--- start DATA LISTING ---
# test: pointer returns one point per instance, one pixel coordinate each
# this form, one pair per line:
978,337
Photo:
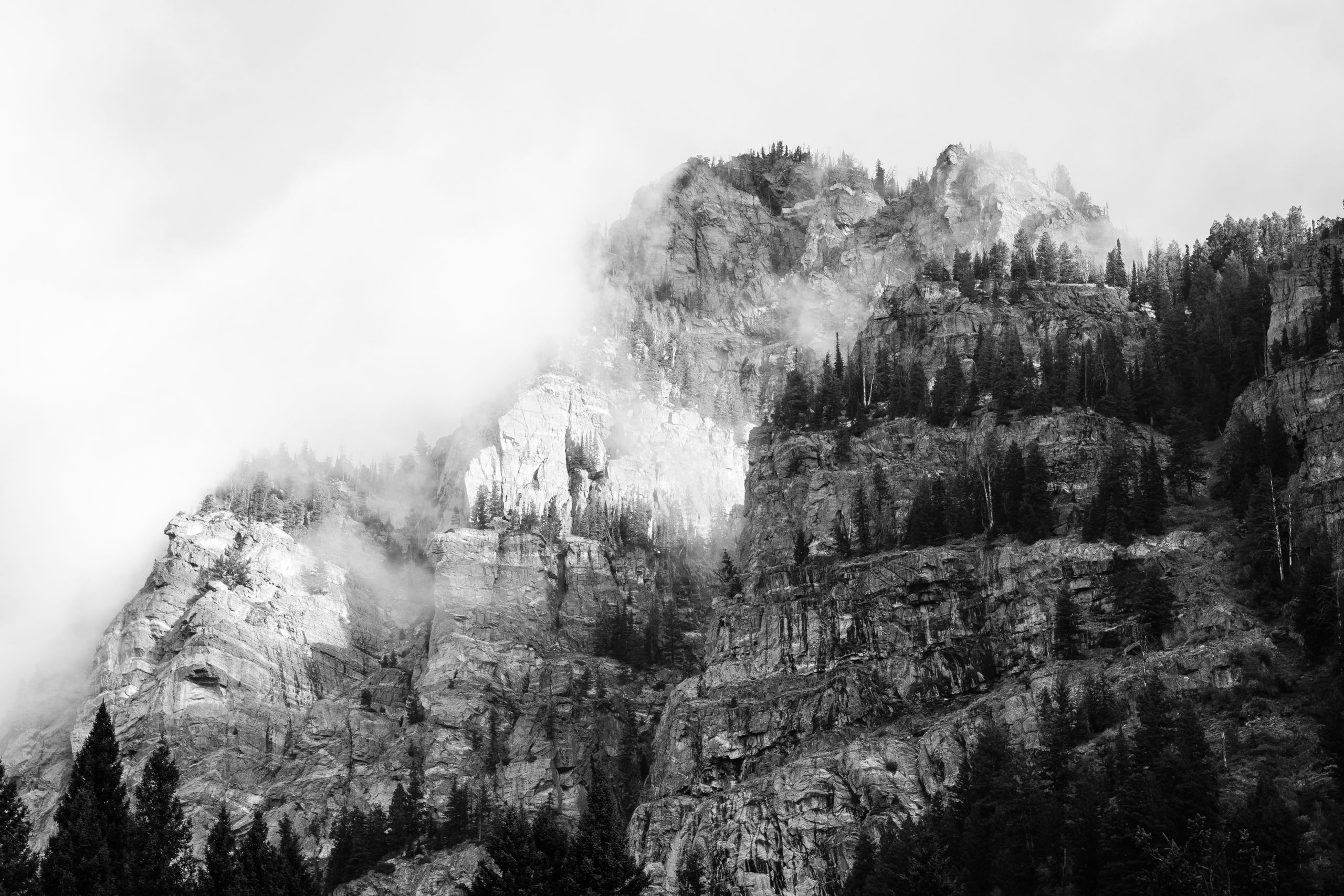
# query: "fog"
224,229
--- end DATA LISTING ---
TASK BRIEF: Can you rewrite every line of the data above, including the comment lines, shifting each pixel coordinate in the answers up by 59 and leaving out the pictures?

REPLY:
# test: pointer returns one point per instance, one pixel coordinate each
# this form, one pair per line:
978,337
Photo:
# query: "fog"
283,288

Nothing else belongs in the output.